-------- GIVEN RECORDS --------
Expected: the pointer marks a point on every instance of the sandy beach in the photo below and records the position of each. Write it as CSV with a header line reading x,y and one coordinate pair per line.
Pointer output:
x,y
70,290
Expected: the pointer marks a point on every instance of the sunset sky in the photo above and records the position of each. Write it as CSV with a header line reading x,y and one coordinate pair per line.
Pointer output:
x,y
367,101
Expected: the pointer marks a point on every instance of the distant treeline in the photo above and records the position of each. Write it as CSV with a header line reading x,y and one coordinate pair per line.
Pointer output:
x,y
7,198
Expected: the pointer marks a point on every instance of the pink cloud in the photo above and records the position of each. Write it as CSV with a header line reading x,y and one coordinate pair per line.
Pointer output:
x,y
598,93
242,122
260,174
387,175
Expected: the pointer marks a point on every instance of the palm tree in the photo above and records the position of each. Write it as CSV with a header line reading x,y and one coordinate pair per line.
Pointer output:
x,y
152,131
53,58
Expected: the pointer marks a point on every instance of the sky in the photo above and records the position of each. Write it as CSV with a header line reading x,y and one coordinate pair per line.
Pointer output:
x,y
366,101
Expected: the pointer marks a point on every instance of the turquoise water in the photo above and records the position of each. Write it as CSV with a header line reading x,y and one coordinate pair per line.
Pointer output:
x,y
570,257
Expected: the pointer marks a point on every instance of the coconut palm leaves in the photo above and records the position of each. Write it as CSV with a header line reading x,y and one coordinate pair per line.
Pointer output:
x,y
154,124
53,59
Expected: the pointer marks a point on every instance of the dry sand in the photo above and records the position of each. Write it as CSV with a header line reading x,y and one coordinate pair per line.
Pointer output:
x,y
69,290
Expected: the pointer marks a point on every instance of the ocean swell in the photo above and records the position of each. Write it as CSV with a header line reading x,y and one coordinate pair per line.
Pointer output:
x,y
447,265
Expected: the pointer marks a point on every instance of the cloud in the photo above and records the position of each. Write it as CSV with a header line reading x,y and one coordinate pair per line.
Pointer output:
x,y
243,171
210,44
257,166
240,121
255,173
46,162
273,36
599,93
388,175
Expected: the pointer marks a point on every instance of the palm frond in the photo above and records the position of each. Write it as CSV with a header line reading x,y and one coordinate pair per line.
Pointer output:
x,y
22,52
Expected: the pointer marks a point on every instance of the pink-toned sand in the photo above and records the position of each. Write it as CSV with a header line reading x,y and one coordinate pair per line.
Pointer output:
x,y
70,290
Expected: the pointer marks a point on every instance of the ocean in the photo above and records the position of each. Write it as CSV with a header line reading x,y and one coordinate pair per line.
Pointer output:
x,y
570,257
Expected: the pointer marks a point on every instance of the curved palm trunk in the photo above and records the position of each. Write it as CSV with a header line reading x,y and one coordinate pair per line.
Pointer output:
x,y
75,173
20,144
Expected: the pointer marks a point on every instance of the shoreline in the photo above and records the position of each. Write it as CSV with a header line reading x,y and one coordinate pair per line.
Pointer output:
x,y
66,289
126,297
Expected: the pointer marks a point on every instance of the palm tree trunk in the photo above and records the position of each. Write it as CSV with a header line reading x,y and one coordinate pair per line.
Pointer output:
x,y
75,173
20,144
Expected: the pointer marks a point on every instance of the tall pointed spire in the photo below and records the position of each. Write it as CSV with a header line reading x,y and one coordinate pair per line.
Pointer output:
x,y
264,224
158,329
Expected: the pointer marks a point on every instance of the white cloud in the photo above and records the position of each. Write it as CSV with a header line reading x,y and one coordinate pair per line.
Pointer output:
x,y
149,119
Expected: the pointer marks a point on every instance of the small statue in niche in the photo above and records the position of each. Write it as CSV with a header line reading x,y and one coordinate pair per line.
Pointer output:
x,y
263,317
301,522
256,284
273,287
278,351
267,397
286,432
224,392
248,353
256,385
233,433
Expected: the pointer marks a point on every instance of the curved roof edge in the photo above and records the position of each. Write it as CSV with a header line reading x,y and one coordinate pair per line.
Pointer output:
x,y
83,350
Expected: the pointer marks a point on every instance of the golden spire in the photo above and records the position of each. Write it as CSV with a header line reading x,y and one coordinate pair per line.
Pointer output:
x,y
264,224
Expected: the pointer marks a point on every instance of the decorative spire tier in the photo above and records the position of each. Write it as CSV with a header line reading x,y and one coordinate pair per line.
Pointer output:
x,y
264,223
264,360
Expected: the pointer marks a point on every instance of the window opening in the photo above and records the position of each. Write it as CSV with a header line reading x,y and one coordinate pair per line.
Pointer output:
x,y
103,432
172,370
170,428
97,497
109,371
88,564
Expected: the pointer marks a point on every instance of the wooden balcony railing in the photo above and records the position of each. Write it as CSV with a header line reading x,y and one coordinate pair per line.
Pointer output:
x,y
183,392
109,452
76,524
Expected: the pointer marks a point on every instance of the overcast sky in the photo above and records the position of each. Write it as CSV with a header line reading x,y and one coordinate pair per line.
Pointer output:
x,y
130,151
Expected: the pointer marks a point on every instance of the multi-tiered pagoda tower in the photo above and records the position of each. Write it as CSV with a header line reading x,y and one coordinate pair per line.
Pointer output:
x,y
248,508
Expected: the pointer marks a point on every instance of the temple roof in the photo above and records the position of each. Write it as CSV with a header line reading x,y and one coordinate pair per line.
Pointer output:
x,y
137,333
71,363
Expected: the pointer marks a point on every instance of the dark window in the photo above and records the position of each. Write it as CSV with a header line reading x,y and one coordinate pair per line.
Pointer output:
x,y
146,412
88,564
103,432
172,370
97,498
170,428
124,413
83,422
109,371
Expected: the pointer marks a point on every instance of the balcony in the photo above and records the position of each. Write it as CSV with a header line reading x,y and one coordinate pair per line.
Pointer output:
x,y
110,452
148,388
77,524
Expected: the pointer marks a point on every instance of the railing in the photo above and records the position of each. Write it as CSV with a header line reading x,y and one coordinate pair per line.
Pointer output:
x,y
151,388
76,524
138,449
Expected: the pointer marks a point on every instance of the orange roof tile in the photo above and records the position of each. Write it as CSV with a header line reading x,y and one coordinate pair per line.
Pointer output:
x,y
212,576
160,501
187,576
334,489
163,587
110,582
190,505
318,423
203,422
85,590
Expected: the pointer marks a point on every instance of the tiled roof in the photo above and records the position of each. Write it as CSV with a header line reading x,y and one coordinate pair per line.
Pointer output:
--------
EXERCISE OBJECTIVE: Output each line of the material exactly as it was written above.

WRITTEN ANSWER:
Expected: the pointer marks a point on every instance of the sandy beach in the photo below and records the position of each. Write it as CSV with a header line reading x,y and one coordinate pair per line.
Pointer output:
x,y
70,290
Expected: the pointer marks a point on every instance of the sunset sky in the photo above and records the position of each. Write it as CSV with a header line reading x,y and one coordinate pair per line.
Pointer output:
x,y
367,101
Expected: the pointer marks a point on every instance of the distant treeline in the photo above and records the position of each. Write it as CSV with a header line reading x,y and one coordinate pair per line.
Pointer output:
x,y
7,198
Expected: the pointer marks a point on every instance of the pink cloud in the photo above and records the position of each. Write it as CSV with a header line reading x,y and one coordinate pair per line.
Pointer output:
x,y
598,93
242,122
260,174
387,175
Expected: the pointer marks a point on every instance of the palm tree in the photo above and records the position of each. Write it as CSV with a header line reading x,y and one coordinate pair per line.
Pointer output:
x,y
152,131
53,58
Expected: the pointer marks a point on every instance of the sky in the photo above and records the position of each. Write it as CSV with a header line reading x,y and one coordinate pair per line.
Pointer output:
x,y
366,101
Expected: the pointer marks a point on every instance of the turquoise water in the photo above and records the position of each. Write it as CSV with a header line reading x,y and one coordinate pair per line.
Pointer output:
x,y
570,257
Expected: the pointer marks a point on every instance of the coconut palm leaves in the photo above and records the position of each. Write it as CSV with a header line reading x,y and one coordinate pair per line.
Pointer output:
x,y
154,124
53,59
Expected: the pointer marks a point on every instance of the dry sand in the photo above and records the position of each. Write it as CSV with a header line reading x,y and one coordinate pair per line.
Pointer output:
x,y
69,290
Expected: the pointer marks a point on every instance of the ocean swell in the photo above and records the position of each. Write it as CSV with a header line reading x,y and one coordinate pair per line.
Pointer output:
x,y
447,265
Expected: the pointer marks a point on every instance of the cloud in the photo above and records the position of each. Write it as CSV with a header line reading x,y and one coordinate pair per line.
Pointer output:
x,y
243,171
210,44
257,166
240,121
255,173
46,162
273,36
599,93
388,175
Expected: the pointer marks a point on every instance of the palm frond in the photo above and records the position of each. Write it as CSV with a header line reading x,y and one coordinate pair per line.
Pointer output:
x,y
22,52
Expected: the pointer marks a point on every instance of the pink-toned sand in the photo above and records the position of each. Write it as CSV with a header line reading x,y and one coordinate pair per line.
Pointer output:
x,y
70,290
Expected: the pointer marks a point on every instance of the ocean in the photo above and records the position of each. Write it as CSV with a header line reading x,y and one coordinate pair per line.
Pointer output:
x,y
570,257
Expected: the pointer marks a point on every instance of the curved palm trunk in the photo above and records the position of each. Write it as CSV with a header line reading x,y and one coordinate pair per line.
Pointer output:
x,y
75,173
20,144
Expected: the pointer marks a point on every instance of the shoreline in the photo above and records the position of each. Write it as CSV with a header line reading x,y and one coordinate pair per line.
Pointer output:
x,y
66,289
126,297
Expected: the pointer marks a point on every instance of the palm tree trunk in the photo above and records the position of each. Write it as CSV with a header line reading x,y and one coordinate pair per line.
Pointer output:
x,y
75,173
20,144
Expected: the pointer marks a point on every instance of the tall pointed spire in the photo below and records the position of each. Write it as CSV with a header line reading x,y and one coordinate pair per line.
Pointer output:
x,y
264,224
158,329
Expected: the pointer marks a point on every instance of the white cloud in the photo above and records the position of each. Write it as CSV with a header line reading x,y and one coordinate pair per line.
Pointer output:
x,y
149,119
Expected: the pointer marks a point on every instance of the small statue in niche in the photo above and records the position of each. Write it as CSV with a header line reading x,y and one coordinate pair per line.
Pointer output:
x,y
263,317
301,522
256,284
273,287
278,351
267,397
286,432
224,392
248,353
256,385
233,433
Expected: the pointer marks a point on every instance of the curved roof edge in the photo above and records the position of each. Write it as CSV with a header line reading x,y and one coordinate pair per line.
Pointer output:
x,y
83,350
Expected: the pointer marks a point on every instance of the golden spire in the photo above and records the position of each. Write it as CSV with a header line reading x,y and one coordinate pair per line.
Pointer output:
x,y
264,224
Expected: the pointer marks a point on every instance of the decorative spire tier in the photo above and records the position of each. Write it as CSV with a header line reading x,y and one coordinate pair per line.
Pointer output:
x,y
264,223
264,360
Expected: the pointer marks a point on every instance of the window opening in the photo above and records the position of each. Write it as CSV with a header line reading x,y and one coordinate pair per line.
Pointer output:
x,y
103,432
172,370
170,428
97,497
109,371
88,564
Expected: the pointer marks a point on every instance of the wooden balcony railing in the photo above and records the position of each. Write it as CSV with a header line reading x,y and one coordinate pair per line.
Pointer output:
x,y
183,392
109,452
76,524
Expected: the pointer marks a point on every instance of the overcast sky in the photo above and records the position of each. Write it as CSV with a header line reading x,y and one coordinate pair per line.
Pointer output:
x,y
130,151
Expected: the pointer marks a point on every instance of the multi-tiered pagoda tower in the photo above and records the position of each. Write it as CSV with a header line reading x,y and one coordinate pair per line.
Pointer output:
x,y
248,508
Expected: the pointer marks a point on every instance of the temple roof in the photo above and records the position of each. Write it as CSV with a header line reading x,y and one coordinate pair per line.
Pointer output:
x,y
137,333
71,363
Expected: the pointer marks a point on every instance of the dark window in the photo above and records the position of each. Write it as CSV with a header line reading x,y and one coordinate pair per line.
Pointer output:
x,y
146,412
88,564
103,432
172,370
97,498
170,428
124,413
83,422
109,371
Expected: the pointer marks a point on every instance of the balcony in the photo above and records the position of each. Write it as CSV with a header line reading x,y and one coordinate pair per line.
Pointer output:
x,y
110,452
148,388
77,524
Expected: the pointer marks a point on every instance of the railing in the photo above and records the position of each. Write it as CSV with a header line reading x,y and one coordinate pair per line.
Pointer output:
x,y
151,388
76,524
138,449
Expected: the pointer marks a point on every instance of the orange roof tile in the photo above and records the position of each. Write it as CSV with a header line reading x,y and one coordinate pair per line.
Pointer output:
x,y
212,576
160,501
187,576
334,489
163,587
110,582
190,505
318,423
203,422
85,590
Expected: the pointer marks a point on every instance of the tiled roof in the photo above and records the position of each. Write it as CSV with a header line reading x,y and one coordinate pair per line.
Pointer output:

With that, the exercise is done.